» Exercise: Retype the material in full, keeping every word the same.

Entries taken from a collection
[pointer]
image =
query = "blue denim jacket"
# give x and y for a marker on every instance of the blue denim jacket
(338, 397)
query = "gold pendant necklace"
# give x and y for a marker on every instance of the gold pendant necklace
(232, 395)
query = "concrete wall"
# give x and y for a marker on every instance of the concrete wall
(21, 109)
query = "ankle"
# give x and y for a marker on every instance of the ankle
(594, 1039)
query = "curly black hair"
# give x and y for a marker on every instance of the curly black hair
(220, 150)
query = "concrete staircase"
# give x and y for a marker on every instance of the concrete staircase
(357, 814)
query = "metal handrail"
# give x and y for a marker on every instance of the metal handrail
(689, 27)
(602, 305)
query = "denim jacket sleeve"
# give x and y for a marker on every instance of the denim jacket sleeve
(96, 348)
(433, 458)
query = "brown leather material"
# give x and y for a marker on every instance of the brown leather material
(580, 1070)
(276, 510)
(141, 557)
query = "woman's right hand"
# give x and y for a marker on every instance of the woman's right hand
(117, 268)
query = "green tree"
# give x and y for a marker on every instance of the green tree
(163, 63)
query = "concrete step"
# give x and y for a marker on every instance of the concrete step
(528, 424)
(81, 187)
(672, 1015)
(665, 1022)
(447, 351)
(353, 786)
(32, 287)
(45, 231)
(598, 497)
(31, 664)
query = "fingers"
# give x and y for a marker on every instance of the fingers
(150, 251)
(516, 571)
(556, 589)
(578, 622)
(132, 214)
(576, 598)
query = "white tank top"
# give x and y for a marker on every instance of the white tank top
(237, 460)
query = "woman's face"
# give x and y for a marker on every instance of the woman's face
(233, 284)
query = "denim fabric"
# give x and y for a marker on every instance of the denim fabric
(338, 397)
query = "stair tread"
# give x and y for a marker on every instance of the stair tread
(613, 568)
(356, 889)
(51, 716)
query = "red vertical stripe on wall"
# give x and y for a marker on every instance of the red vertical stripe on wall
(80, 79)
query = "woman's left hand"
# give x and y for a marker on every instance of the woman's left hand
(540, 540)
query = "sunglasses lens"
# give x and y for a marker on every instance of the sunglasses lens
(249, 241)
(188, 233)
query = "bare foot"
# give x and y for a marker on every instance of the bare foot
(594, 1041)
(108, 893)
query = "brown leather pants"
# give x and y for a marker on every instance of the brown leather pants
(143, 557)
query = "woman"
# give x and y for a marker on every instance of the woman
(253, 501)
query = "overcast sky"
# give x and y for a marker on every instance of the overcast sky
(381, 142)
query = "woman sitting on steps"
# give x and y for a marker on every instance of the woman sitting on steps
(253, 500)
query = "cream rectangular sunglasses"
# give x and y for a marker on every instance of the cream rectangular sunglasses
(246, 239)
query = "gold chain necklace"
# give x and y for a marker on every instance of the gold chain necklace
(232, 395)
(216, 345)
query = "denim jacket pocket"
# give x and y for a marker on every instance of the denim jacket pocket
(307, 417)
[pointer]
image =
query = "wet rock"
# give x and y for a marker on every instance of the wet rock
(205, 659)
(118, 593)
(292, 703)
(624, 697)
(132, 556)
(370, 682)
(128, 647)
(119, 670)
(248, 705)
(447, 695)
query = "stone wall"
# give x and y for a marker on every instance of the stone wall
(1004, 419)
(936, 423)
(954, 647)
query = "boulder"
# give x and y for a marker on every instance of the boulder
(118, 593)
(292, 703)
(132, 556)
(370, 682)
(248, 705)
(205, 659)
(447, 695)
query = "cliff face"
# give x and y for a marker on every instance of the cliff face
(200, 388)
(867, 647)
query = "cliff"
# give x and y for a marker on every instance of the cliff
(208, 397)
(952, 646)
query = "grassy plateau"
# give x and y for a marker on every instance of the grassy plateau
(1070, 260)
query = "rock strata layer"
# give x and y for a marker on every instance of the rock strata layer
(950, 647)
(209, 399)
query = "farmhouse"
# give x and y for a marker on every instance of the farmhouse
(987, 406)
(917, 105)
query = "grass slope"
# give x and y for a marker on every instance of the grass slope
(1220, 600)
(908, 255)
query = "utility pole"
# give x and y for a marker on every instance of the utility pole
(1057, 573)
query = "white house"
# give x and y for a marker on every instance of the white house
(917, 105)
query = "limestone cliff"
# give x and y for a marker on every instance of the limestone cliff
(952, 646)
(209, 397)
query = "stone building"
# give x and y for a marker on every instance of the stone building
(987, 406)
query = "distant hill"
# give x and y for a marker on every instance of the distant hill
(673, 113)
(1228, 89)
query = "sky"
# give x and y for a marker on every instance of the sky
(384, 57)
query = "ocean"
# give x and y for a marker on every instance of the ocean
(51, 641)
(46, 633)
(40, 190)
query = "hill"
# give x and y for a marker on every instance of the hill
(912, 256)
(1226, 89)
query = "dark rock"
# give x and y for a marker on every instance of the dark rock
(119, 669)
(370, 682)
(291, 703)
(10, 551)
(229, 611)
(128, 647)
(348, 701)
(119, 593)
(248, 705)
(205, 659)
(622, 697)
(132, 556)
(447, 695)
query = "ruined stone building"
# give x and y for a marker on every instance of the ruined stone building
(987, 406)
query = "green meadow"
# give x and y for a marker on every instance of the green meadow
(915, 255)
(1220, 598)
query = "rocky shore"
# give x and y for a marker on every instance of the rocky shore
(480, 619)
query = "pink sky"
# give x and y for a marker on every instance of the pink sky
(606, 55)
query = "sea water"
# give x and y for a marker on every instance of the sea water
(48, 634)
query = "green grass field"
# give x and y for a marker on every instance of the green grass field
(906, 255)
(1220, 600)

» Output for this task:
[pointer]
image =
query = "blue denim jacket"
# give x and y for a marker on every instance of the blue denim jacket
(338, 397)
query = "gold pendant necklace"
# give x and y for a marker on every instance of the gold pendant necklace
(232, 395)
query = "concrete wall"
# give x and y for a marker on every instance of the concrete wall
(21, 109)
query = "ankle"
# give x and y for a marker on every instance of the ankle
(594, 1039)
query = "curly black hair"
# give x and y for a marker on every instance of the curly black hair
(220, 150)
query = "concrete staircase"
# give x and y for a marker on every instance of the concrete staircase
(357, 814)
query = "metal handrail"
# give x and y for a marker on every instance of the metal handrail
(689, 27)
(602, 305)
query = "denim jacket sleeve"
# give x and y for a marker on every instance of the denim jacket sleeve
(96, 348)
(433, 458)
query = "brown leather material"
# give x and y for a marker on every instance of the brown leather material
(580, 1070)
(276, 510)
(141, 557)
query = "woman's right hand"
# give x and y for a marker on every instance of the woman's right hand
(117, 268)
query = "green tree"
# give x and y for a marker on every instance of the green tree
(163, 63)
query = "concrete step"
# give x and y for a marker on every instance of the concrete step
(528, 424)
(81, 187)
(672, 1015)
(665, 1022)
(447, 351)
(353, 786)
(32, 287)
(45, 231)
(598, 497)
(31, 664)
query = "fingers"
# give x and y for a marker on every instance of the fingers
(150, 251)
(516, 571)
(556, 589)
(578, 622)
(132, 214)
(576, 598)
query = "white tank top"
# give x and y for a marker on every instance of the white tank top
(237, 460)
query = "woman's face"
# give x and y for a marker on every instance of the woman's face
(233, 284)
query = "denim fabric"
# give x and y for a marker on every instance of the denim fabric
(338, 397)
query = "stair tread"
# give x and y for a marker on every instance of the stair tread
(613, 568)
(356, 889)
(51, 716)
query = "red vertical stripe on wall"
# give x and y for a marker on every instance of the red vertical stripe on wall
(80, 79)
query = "woman's left hand"
# give x and y for a marker on every instance of the woman's left hand
(540, 540)
query = "sunglasses lens"
# give x and y for a marker on every instance of the sunglasses lens
(249, 241)
(188, 233)
query = "bare foot"
# give x and y for a marker on every instance of the bare foot
(594, 1041)
(108, 893)
query = "brown leather pants"
# give x and y for a marker on every instance of the brown leather pants
(143, 557)
query = "woman"
# give x and y for a marker on every instance of the woman
(253, 501)
query = "overcast sky"
# give x and y for a marker on every instance of the overcast sky
(381, 142)
query = "woman sitting on steps"
# give x and y for a marker on every instance of the woman sitting on steps
(253, 500)
query = "cream rectangular sunglasses"
# give x and y for a marker on every instance of the cream rectangular sunglasses
(246, 239)
query = "gold chain necklace"
# give x and y for a marker on every instance of the gold chain necklace
(232, 395)
(216, 345)
query = "denim jacket pocket"
# give x and y for a marker on every instance of the denim jacket pocket
(307, 417)
[pointer]
image =
query = "wet rock"
# give x and y for a marker on every instance of the wet rock
(205, 659)
(118, 593)
(292, 703)
(624, 697)
(132, 556)
(370, 682)
(128, 647)
(119, 670)
(248, 705)
(447, 695)
query = "stone wall"
# give x and y for a marker on every instance of the stone wall
(1004, 419)
(936, 423)
(954, 647)
query = "boulder"
# give x and y for a marker on every instance of the boulder
(118, 593)
(292, 703)
(132, 556)
(370, 682)
(248, 705)
(205, 659)
(447, 695)
query = "cliff face"
# give x and y for a marker on every instance of the cliff face
(200, 388)
(867, 647)
query = "cliff"
# give x and y for a marker on every instance of the cliff
(208, 397)
(952, 646)
query = "grassy plateau"
# give x and y for a marker on every instance of the grassy plateau
(1070, 260)
query = "rock strata layer"
# give x and y for a marker on every instance of the rock strata layer
(950, 647)
(209, 399)
query = "farmhouse"
# give x and y for a marker on every instance of the farmhouse
(987, 406)
(917, 105)
query = "grass slope"
# give x and y for a marker on every instance of the grass slope
(1220, 600)
(908, 255)
query = "utility pole"
# give x and y for a marker on every instance of the utility pole
(1057, 573)
query = "white house"
# give x and y for a marker on every instance of the white house
(917, 105)
query = "limestone cliff"
# give x and y for a marker on every instance of the limestone cliff
(952, 646)
(209, 397)
query = "stone building"
# give x and y for a marker on every instance of the stone building
(987, 406)
query = "distant hill"
# give x and y for a marker on every instance of the distant hill
(673, 113)
(1228, 89)
query = "sky"
# give x and y for a marker on every instance of the sky
(384, 57)
query = "ocean"
# give x and y for a marker on every instance of the ocean
(51, 641)
(46, 633)
(40, 190)
query = "hill"
# give x and y for a marker on every instance of the hill
(912, 256)
(1226, 89)
query = "dark rock"
# give x and y for a marker on every instance of the dark rock
(119, 669)
(370, 682)
(291, 703)
(10, 551)
(229, 611)
(128, 647)
(348, 701)
(119, 593)
(248, 705)
(205, 659)
(622, 697)
(132, 556)
(447, 695)
query = "ruined stone building"
# give x and y for a marker on every instance of the ruined stone building
(987, 406)
query = "green meadow"
# give x and y for a marker on every instance of the green meadow
(915, 255)
(1220, 598)
query = "rocky shore"
# give x and y for a marker on every instance of the rocky shore
(480, 619)
query = "pink sky"
# give x and y for a marker on every instance of the pink sky
(606, 55)
query = "sea water"
# give x and y for a marker on every instance of the sea water
(48, 634)
query = "green grass field"
# give x and y for a marker on every instance of the green grass field
(906, 255)
(1220, 600)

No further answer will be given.